**EXERCISE TEXT**
==========
For the Chiquito people, the beauty of the natural surroundings was the closest thing to heaven. The Jesuits incorporated this understanding into the church architecture and artwork.
Pillars supporting the roof resemble the trees of the surrounding jungle; murals depict vines and plants. The upper walls are painted to depict heaven. At the juncture of this figurative heaven and earth are figures of angels.
These churches are living testaments to the culture and tradition of both the Catholic missionaries and the Chiquito people. An inscription on one church reads, "Domus Dei et porta coeli" ("House of God, door of heaven," from Genesis 28:17).
I attended a Mass at the church in Concepción, a town of roughly 7,000 people. I arrived early and joined the community in praying the Rosary. The church, which accommodated about 800 people, gradually filled with families; by the time Mass began, it was nearly full.
I sensed the profound devotion and deep faith of the priest and people. The ornate woodwork and brilliant colors of the restored church complemented the solemnity of the sacred liturgy. I could feel the blending of heaven and earth which the early Jesuits sought to create.
After Mass, I could not help but think how this wonderful church in a remote little town is completely unknown to the rest of the world. The town of Concepción produces nothing substantial; most of its inhabitants live in simple dwellings and travel only on foot or by bicycle or motorcycle. Yet, in this church, in this holy place, I sensed God's real and abiding presence.
==========
Data records
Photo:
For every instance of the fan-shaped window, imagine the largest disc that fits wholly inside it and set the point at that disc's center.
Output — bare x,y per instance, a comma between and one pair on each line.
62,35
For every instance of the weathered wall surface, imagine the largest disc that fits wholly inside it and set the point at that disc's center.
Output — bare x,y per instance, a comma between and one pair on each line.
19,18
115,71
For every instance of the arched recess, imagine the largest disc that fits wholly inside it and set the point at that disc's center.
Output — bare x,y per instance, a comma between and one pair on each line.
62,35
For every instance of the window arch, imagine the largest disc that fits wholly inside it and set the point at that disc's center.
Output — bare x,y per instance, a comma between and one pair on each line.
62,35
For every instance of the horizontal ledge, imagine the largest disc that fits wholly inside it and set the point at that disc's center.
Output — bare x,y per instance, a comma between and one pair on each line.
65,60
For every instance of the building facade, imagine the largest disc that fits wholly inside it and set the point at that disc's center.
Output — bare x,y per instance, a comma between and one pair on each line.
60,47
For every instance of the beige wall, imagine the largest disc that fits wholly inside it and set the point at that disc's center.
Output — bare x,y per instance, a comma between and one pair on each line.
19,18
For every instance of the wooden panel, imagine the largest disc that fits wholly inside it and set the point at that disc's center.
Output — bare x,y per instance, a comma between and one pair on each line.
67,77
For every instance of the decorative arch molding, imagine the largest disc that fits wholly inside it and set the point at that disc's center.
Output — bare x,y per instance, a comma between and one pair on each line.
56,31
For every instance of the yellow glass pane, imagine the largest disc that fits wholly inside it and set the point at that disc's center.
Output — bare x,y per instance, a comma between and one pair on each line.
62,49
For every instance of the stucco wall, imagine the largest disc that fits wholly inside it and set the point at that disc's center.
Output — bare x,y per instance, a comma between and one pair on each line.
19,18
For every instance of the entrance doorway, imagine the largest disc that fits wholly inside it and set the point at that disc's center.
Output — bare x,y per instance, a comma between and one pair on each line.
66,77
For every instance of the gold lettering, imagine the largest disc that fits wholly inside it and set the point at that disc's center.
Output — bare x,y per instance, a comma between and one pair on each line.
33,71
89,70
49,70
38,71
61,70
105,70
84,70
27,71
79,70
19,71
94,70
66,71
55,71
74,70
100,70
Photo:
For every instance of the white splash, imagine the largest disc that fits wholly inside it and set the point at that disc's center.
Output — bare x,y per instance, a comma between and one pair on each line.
==========
**PROBLEMS TO SOLVE**
A – In the text on the Chiquito mission churches, about how many people could the church in Concepción accommodate?
B – Reproduce everything in the text on the Chiquito mission churches from "For the Chiquito" down to "architecture and artwork.".

**ANSWERS BY ITEM NUMBER**
A – About 800 people.

B –
For the Chiquito people, the beauty of the natural surroundings was the closest thing to heaven. The Jesuits incorporated this understanding into the church architecture and artwork.